4. 7 U.S.C. § 136a(f)(2) (FIFRA Section 3)


EPA’s final textual argument is based on FIFRA’s provision that “[i]n no event shall registration of an article be construed as a defense for the commission of any offense under this subchapter.” 7 U.S.C. § 136a(f)(2) (emphasis added). Rather, “[a]s long as no cancellation proceedings are in effect registration of a pesticide shall be prima facie evidence that the pesticide, its labeling and packaging comply with the registration provisions of the subchapter.” 7 US.C. § 136a(f)(2). Based on this language, EPA argues that


this provision expressly authorizes EPA to use enforcement actions to ensure compliance with the registration requirements of FIFRA where EPA has sufficient evidence to rebut the presumption of compliance that the registration provides. Thus, FIFRA authorizes EPA to bring misbranding action against a registered pesticide at any time, including at the conclusion of the reregistration process if EPA determines that there is evidence sufficient to demonstrate that the product’s labeling or packaging do not meet the FIFRA Section 3(c)(5) standard.


EPA’s conclusion goes far beyond what the text requires. A FIFRA registration is essentially a license to sell and distribute pesticide products in accordance with the terms of the registration and the statute. Thus, the Court agrees with plaintiff that “Section 3(f)(2) stands for the unremarkable proposition that a registration is not a defense against an allegation that a product violates the terms of that registration, just as a valid driver’s license is not a defense against a speeding ticket.”

### Data segment
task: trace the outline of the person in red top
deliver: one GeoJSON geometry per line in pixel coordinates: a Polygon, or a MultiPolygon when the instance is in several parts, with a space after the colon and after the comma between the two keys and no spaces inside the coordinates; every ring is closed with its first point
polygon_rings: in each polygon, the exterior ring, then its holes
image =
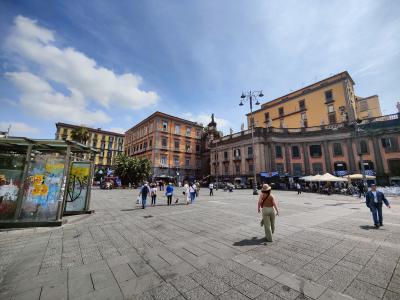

### What you should do
In the court excerpt on FIFRA Section 3, list each thing that registration is prima facie evidence complies with the registration provisions, per the quoted statutory language.

### Exercise output
- the pesticide
- its labeling
- its packaging